(YOUR TASK) Among the entries, which lines carry the string "blade"? Copy every one.

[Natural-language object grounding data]
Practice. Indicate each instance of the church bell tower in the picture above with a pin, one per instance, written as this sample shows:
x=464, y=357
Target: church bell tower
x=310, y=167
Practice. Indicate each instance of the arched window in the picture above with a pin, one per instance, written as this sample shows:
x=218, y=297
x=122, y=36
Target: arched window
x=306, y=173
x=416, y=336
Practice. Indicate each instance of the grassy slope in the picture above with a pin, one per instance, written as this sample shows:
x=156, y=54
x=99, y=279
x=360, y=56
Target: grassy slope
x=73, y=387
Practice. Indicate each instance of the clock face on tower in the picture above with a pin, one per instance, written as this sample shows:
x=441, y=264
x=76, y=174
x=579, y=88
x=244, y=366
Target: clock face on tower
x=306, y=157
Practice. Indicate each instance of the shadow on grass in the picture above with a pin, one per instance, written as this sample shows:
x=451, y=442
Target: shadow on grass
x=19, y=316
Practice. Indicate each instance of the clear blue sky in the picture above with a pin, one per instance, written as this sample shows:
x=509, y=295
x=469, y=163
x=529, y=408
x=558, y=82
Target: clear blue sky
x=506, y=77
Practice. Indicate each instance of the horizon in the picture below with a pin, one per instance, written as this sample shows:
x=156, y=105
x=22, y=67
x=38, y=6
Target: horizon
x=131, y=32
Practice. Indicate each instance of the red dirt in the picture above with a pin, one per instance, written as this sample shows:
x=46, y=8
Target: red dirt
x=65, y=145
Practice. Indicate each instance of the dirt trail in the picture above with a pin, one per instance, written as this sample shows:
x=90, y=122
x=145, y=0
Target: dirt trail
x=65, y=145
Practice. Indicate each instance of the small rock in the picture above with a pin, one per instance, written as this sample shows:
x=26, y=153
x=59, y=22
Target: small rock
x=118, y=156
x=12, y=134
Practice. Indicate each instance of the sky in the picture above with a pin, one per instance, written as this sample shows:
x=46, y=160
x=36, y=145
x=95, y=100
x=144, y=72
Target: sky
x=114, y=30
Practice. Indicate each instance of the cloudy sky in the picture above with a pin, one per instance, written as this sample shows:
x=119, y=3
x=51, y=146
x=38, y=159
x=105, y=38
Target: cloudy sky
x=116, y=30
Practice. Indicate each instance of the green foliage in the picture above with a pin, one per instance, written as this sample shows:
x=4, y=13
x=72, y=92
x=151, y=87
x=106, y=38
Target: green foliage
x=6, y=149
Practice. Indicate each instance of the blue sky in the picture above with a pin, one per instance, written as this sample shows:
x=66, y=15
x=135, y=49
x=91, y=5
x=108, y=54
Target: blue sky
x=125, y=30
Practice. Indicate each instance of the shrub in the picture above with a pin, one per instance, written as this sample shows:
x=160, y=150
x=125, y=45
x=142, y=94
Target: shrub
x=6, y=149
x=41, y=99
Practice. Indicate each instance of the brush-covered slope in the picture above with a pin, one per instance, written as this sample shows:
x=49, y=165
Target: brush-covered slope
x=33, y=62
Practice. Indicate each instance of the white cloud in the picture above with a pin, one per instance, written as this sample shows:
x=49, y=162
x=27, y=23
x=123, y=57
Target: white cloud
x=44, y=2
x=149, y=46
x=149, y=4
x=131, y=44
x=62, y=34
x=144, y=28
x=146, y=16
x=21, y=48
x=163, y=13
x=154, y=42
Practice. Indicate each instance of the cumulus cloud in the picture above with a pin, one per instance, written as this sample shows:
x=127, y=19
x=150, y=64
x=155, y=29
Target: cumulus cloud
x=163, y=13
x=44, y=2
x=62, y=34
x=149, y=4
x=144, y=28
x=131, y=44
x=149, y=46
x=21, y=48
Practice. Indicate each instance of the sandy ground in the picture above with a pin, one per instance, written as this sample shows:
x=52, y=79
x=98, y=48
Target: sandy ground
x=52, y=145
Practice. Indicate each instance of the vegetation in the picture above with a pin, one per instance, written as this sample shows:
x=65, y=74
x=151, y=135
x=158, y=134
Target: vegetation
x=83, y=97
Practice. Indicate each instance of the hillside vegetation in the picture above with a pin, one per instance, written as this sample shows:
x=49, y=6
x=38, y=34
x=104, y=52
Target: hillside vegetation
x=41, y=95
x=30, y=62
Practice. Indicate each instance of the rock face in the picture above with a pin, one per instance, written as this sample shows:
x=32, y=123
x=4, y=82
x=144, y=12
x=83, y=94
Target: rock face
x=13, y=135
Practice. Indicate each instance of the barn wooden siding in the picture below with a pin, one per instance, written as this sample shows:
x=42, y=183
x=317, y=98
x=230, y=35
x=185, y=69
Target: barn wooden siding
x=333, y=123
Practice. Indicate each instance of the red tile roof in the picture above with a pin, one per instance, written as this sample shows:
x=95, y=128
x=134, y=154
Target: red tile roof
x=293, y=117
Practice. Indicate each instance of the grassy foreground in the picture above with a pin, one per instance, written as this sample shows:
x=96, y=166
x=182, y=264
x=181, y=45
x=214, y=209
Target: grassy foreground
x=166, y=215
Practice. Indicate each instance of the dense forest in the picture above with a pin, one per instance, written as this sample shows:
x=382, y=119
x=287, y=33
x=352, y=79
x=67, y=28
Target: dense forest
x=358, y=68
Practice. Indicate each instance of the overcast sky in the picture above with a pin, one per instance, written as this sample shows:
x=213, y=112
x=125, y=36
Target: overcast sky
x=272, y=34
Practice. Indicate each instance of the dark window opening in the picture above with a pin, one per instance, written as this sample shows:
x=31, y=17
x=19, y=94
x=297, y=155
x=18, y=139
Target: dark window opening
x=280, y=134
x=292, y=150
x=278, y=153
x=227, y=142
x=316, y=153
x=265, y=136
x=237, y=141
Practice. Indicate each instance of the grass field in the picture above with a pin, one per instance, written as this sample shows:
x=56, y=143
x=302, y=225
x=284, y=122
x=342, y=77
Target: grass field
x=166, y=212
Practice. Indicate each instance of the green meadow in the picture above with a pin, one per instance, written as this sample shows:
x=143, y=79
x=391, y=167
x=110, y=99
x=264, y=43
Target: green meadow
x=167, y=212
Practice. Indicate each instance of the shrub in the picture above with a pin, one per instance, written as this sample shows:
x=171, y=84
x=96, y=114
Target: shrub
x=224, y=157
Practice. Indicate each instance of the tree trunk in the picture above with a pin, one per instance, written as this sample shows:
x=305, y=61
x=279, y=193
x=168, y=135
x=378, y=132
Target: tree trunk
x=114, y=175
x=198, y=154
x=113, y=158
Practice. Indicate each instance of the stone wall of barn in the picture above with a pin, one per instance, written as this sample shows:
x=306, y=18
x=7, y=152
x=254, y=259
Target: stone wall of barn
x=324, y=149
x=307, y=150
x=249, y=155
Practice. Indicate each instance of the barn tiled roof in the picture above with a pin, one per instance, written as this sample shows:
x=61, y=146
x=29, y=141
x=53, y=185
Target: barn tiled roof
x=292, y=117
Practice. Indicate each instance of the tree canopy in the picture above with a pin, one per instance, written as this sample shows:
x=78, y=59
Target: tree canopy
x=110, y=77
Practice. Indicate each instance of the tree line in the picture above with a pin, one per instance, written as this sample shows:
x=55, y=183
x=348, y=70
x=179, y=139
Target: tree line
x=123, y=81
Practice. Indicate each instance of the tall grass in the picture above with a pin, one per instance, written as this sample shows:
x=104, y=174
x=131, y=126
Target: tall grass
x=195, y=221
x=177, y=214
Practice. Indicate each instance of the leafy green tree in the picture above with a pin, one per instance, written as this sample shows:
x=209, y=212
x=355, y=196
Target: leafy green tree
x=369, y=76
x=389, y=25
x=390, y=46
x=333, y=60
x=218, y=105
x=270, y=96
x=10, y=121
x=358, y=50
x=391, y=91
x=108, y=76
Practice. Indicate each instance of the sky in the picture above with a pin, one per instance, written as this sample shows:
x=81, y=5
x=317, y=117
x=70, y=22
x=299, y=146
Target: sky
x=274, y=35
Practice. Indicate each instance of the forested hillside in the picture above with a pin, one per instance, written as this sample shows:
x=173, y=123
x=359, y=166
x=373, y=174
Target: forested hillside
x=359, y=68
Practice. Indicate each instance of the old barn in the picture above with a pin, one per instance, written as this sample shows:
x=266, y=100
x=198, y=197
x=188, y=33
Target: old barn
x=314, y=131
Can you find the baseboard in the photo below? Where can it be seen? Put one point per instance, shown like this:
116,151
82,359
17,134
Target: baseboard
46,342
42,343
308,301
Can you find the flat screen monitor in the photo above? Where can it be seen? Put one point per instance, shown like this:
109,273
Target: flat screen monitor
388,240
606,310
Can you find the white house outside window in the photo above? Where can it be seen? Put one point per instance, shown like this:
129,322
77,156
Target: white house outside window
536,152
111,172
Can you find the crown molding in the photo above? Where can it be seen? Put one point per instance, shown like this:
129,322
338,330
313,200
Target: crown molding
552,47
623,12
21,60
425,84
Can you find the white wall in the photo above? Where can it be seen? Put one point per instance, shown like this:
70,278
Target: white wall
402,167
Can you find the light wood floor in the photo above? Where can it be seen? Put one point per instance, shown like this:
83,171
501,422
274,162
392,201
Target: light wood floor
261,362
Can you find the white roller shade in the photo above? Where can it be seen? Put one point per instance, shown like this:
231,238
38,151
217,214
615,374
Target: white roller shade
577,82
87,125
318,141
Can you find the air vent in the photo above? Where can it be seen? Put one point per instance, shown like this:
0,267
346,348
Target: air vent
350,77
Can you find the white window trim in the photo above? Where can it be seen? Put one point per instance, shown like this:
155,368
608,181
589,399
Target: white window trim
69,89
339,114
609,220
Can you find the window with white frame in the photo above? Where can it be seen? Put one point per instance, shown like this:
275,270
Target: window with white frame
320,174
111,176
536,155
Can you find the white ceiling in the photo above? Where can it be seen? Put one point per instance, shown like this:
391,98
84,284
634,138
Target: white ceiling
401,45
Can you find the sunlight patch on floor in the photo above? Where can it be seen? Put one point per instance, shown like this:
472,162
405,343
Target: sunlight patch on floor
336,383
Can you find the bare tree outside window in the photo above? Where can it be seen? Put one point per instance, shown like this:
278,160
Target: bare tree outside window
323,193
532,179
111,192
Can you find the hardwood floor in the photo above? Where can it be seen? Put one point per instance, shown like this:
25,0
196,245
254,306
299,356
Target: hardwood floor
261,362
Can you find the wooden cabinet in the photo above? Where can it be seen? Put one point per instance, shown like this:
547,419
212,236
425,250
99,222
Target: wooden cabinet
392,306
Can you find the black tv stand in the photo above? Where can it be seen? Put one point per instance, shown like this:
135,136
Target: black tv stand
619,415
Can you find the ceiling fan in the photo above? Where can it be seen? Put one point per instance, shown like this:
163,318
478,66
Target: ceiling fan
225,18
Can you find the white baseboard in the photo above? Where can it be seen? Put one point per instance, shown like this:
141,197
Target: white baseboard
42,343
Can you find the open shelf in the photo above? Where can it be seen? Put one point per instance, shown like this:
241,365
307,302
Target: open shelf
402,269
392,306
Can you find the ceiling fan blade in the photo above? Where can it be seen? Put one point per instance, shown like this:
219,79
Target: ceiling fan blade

(EXERCISE SOLUTION)
Can you find the ceiling fan blade in the photo above? Where can it be seen? Put one point per instance, shown like this:
Target: ceiling fan blade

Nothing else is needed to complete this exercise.